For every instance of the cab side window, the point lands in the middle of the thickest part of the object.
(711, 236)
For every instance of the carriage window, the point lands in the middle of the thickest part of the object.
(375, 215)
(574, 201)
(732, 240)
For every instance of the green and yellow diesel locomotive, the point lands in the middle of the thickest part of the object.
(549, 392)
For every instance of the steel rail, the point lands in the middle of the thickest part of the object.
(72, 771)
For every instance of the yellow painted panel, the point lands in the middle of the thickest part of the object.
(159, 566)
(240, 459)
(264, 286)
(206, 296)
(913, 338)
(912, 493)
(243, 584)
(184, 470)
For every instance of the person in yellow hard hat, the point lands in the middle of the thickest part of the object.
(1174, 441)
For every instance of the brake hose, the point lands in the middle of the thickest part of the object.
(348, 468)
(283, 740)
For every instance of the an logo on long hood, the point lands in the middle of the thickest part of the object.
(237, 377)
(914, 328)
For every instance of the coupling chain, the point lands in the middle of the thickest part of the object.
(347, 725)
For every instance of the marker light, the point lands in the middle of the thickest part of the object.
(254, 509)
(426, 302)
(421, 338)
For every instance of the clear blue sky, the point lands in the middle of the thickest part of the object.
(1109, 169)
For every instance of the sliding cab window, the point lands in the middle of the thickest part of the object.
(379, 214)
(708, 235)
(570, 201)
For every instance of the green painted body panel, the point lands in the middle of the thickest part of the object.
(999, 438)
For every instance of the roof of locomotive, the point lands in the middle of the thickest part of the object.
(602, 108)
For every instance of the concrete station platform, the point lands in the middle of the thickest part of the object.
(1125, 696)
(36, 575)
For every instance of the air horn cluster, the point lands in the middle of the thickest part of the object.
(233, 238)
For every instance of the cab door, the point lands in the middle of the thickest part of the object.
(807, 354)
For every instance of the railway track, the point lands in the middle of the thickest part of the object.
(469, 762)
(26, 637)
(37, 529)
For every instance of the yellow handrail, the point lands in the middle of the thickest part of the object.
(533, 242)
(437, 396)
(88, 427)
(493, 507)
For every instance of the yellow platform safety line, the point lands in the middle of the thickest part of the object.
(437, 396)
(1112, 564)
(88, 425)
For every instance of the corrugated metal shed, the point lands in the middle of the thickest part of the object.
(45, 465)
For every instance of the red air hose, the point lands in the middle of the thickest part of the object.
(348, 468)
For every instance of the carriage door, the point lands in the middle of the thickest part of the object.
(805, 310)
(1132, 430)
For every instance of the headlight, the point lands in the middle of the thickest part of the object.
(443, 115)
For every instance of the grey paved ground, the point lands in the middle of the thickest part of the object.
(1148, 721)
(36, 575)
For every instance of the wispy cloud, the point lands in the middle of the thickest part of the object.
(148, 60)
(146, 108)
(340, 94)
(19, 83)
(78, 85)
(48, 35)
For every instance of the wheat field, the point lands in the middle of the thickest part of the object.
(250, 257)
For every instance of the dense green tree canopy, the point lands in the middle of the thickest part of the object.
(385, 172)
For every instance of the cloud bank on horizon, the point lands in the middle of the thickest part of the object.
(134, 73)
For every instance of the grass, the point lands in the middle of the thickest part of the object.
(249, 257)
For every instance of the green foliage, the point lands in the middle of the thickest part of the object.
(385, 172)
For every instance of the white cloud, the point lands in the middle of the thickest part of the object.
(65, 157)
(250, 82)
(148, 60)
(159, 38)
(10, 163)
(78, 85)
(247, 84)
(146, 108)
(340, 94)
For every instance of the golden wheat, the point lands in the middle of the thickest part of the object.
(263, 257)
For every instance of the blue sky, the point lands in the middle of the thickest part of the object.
# # # # #
How to complete this task
Whatever lines appear above, reproduce every one of them exactly.

Finished exercise
For every instance of the cab side window, the point lands in the middle of the thickest part of the object.
(711, 236)
For every instance of the carriage window, the point lands in the middle of the thickest part of the object.
(375, 215)
(574, 201)
(732, 240)
For every instance of the green and yellow diesel locomotive, the point lands in the middle of the thickest part of the object.
(549, 392)
For every instance of the steel rail, the point lands in the middle of the thickest part of the object.
(72, 771)
For every instance of the yellow painted panel, the point lands in the middle of the thickest part of the object.
(159, 566)
(240, 459)
(264, 286)
(206, 296)
(913, 338)
(912, 493)
(243, 584)
(184, 470)
For every instance of the person in yellow hard hat, the point lands in the middle of the thickest part of the object.
(1174, 441)
For every instance of the brake hose, the point lands in the middle of the thickest part of the object.
(348, 468)
(283, 740)
For every instance of the an logo on long hood, the point lands in the middle of the thickest part of the object.
(237, 377)
(914, 328)
For every instance of the coupling chain, the point lands in the middle of the thickest part of the object.
(347, 725)
For every instance of the marker light, the point lands in the middle of the thickest part of the object.
(254, 509)
(426, 302)
(421, 338)
For every instance of the clear blue sky, the point lands in the middle of the thickest part of the object.
(1109, 169)
For every instance of the sliding cab window, the point lands in the middle of the thickest part of the object.
(379, 214)
(708, 235)
(570, 201)
For every instance of the green painted body panel, the point lands in the middle of the thickest part of the object.
(999, 438)
For every instance of the roof of locomotive, the point lands in the middle of the thickest part of the object.
(602, 108)
For every instance of the concrete station platform, the point lands in the middle of the thickest part of the object.
(1125, 696)
(36, 575)
For every instance of the air horn cluster, the point lands in the middle of the thickest part of the object.
(233, 238)
For every instance of the cab door, the point lands in the middle of the thickest part of the object.
(807, 354)
For every instance of the railway track, the point lands in the middle of the thickest part of the object.
(469, 762)
(26, 637)
(37, 529)
For every instance of the yellow handrail, the point lands in the middle of the thickest part of the object.
(533, 242)
(437, 396)
(88, 427)
(493, 507)
For every instance of the yellow platform safety line, the point lands in the middle of the thickest part of the object.
(437, 396)
(1112, 564)
(88, 425)
For every instance of the corrugated metal shed, the point lands in the middle of the thickest part of the object.
(45, 465)
For every instance of the red air hose, the point lands in the middle of the thickest part of the object.
(348, 468)
For every instance of the carriage door, the point lands in the middle of the thickest part of the object.
(805, 310)
(1132, 430)
For every instance of the headlight, the point lands in the middle of the thickest part of the object.
(443, 115)
For every instance of the grey paved ground, the point lands in the middle of the thickest part of the object.
(1148, 721)
(36, 575)
For every instance of the wispy cloud, the point lands in the middle of the thickest part of the object.
(148, 60)
(146, 108)
(340, 94)
(19, 83)
(78, 85)
(48, 35)
For every instance of the wheat field, the point lands in the middle of the thickest part of the object.
(250, 257)
For every instance of the dense green tree canopy, the point lands in the middle of the thickest part of the object.
(385, 172)
For every instance of the cloud bank on horizon, the point lands in the middle of the thickest part of the object.
(134, 73)
For every instance of the grass, the point lands in the middle of the thickest part of the object.
(249, 257)
For every instance of the green foliage, the point lands in the middle of the thickest part of the object.
(385, 172)
For every instance of the white cloud, the point lands in the middle of the thickest part of the object.
(65, 157)
(250, 82)
(148, 60)
(159, 38)
(10, 163)
(78, 85)
(247, 84)
(146, 108)
(340, 94)
For every instance of the golden wheat, the point lands in the middle of the thickest part of the object.
(263, 257)
For every instance of the blue sky, the point lands in the middle of the thickest part of the object.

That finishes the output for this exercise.